___ Texte à lire ___
Bex & Arts, l’air industriel
EXPOSITION La 14e édition de la triennale de sculpture contemporaine Bex & Arts a pour thème l’industrie. Il y est principalement question de l’empreinte de l’homme sur son environnement
Balade artistique dans le parc de Szilassy à Bex, où, dans le cadre de la triennale de sculpture contemporaine, 34 artistes invitent le promeneur à découvrir leurs oeuvres autour de la thématique «Industria». Comme ici «Skybirds», une installation de Joëlle Allet, réalisée à l’aide de cerfs-volants.
Au fond d’un champ, des oiseaux géants semblent prendre leur envol. Ils sont zébrés, comme au garde-à-vous. Joëlle Allet a réalisé cette installation, Skybirds, à l’aide de cerfs-volants. Non loin de là, au sommet d’une petite butte, Anne Blanchet a conçu Lumen XXV avec ces bandes de plastique jaunes que les paysans utilisent pour éloigner les oiseaux. La proximité de ces deux propositions artistiques, qui trônent fièrement au coeur du parc de Szilassy, sur les hauteurs de Bex, pousse à réfléchir sur la manière dont l’homme a toujours tenté de maîtriser la nature – parfois jusqu’à la détruire.
___
• **Consigne**: Pouvez-vous résumer en deux phrases le texte sur la triennale Bex & Arts ?
___ Données fournies ___
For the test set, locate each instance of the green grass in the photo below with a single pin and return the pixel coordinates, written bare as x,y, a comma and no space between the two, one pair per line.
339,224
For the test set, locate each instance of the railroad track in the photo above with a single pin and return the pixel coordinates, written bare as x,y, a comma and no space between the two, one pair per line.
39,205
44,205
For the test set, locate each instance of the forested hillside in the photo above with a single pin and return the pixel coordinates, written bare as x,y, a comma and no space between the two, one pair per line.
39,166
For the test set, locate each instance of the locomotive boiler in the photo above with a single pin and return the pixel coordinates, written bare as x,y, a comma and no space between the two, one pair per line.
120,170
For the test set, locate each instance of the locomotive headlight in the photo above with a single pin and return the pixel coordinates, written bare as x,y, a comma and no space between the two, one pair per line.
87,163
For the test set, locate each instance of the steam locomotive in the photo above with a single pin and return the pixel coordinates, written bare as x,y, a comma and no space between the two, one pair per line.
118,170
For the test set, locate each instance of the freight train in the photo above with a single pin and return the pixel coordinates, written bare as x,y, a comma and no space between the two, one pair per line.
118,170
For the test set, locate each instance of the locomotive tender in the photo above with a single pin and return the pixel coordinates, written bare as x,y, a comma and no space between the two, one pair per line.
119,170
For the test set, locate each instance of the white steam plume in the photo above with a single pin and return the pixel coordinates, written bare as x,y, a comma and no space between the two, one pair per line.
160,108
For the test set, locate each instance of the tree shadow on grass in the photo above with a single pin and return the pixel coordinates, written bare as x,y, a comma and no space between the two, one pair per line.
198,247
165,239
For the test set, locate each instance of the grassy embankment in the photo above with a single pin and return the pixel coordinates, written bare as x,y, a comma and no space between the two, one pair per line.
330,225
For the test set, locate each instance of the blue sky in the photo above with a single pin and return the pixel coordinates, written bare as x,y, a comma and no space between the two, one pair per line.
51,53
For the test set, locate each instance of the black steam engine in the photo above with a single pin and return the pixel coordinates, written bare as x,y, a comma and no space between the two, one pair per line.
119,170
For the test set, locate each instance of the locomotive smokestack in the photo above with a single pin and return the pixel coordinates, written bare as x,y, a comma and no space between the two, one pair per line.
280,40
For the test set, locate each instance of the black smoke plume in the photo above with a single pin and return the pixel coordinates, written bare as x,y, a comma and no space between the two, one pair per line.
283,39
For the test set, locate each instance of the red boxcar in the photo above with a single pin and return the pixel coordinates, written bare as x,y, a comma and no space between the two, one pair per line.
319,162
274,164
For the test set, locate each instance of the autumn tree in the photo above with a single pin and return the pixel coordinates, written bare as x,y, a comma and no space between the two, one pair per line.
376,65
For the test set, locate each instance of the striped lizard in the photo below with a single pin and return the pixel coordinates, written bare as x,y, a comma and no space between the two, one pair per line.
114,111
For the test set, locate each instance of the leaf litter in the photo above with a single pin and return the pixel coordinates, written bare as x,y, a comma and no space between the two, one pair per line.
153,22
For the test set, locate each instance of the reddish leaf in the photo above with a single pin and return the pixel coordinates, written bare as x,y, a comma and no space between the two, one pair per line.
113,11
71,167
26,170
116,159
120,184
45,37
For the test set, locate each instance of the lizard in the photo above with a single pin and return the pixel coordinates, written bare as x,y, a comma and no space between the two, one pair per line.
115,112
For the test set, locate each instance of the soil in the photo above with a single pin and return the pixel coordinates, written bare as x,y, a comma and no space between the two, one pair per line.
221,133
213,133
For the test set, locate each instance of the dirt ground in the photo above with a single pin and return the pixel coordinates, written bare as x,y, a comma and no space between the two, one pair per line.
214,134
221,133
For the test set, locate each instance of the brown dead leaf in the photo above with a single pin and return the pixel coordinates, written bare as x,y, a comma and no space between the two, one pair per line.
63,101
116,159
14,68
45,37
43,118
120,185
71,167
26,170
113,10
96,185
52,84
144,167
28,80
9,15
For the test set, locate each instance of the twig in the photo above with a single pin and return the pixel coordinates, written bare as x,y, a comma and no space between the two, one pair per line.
___
• **Réponse**: La 14e édition de la triennale de sculpture contemporaine Bex & Arts, qui a pour thème l’industrie («Industria»), réunit 34 artistes dans le parc de Szilassy, à Bex, et traite principalement de l’empreinte de l’homme sur son environnement. Deux œuvres voisines, Skybirds de Joëlle Allet, réalisée avec des cerfs-volants, et Lumen XXV d’Anne Blanchet, conçue avec les bandes de plastique jaunes dont les paysans se servent pour éloigner les oiseaux, poussent à réfléchir à la manière dont l’homme a toujours tenté de maîtriser la nature, parfois jusqu’à la détruire.